Records shown start
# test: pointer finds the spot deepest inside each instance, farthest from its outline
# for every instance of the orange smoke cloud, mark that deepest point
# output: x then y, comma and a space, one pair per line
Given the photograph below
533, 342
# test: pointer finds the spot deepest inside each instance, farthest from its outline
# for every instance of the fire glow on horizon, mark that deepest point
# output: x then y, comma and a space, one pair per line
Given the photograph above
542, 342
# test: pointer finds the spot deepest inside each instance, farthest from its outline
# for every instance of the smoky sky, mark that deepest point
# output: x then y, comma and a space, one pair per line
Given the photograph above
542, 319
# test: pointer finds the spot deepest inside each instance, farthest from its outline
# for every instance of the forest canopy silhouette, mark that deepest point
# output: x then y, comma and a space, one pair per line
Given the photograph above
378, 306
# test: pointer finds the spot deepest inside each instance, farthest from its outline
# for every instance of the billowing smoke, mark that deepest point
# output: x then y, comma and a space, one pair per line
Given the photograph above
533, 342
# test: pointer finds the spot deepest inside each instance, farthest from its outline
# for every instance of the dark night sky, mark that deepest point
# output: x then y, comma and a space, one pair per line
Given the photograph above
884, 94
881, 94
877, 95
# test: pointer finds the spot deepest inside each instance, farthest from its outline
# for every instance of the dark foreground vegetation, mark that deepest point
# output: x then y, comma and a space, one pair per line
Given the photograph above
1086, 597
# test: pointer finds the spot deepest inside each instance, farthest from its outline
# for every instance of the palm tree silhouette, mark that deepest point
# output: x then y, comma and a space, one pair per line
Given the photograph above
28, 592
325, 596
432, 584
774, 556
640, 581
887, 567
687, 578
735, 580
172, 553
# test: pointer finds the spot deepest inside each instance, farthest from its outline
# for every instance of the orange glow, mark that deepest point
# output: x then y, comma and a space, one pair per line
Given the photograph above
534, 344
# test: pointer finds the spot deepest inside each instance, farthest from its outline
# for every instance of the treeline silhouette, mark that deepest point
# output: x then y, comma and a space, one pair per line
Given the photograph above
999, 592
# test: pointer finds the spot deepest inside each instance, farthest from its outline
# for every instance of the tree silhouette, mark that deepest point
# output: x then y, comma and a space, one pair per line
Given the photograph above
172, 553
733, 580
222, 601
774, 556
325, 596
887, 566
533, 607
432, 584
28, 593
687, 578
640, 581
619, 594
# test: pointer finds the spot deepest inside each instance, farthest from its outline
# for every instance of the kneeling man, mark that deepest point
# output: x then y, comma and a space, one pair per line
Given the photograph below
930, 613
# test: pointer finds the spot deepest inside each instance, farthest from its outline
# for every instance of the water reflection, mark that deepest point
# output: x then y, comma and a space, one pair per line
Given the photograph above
Records shown end
→ What is asked
Pull out every line in the entries above that contains the word "glow", matching its case exactly.

→ Final result
# for every instance of the fire glow on horizon, mark that deepest point
# for every instance of the orange glow, mark that deepest point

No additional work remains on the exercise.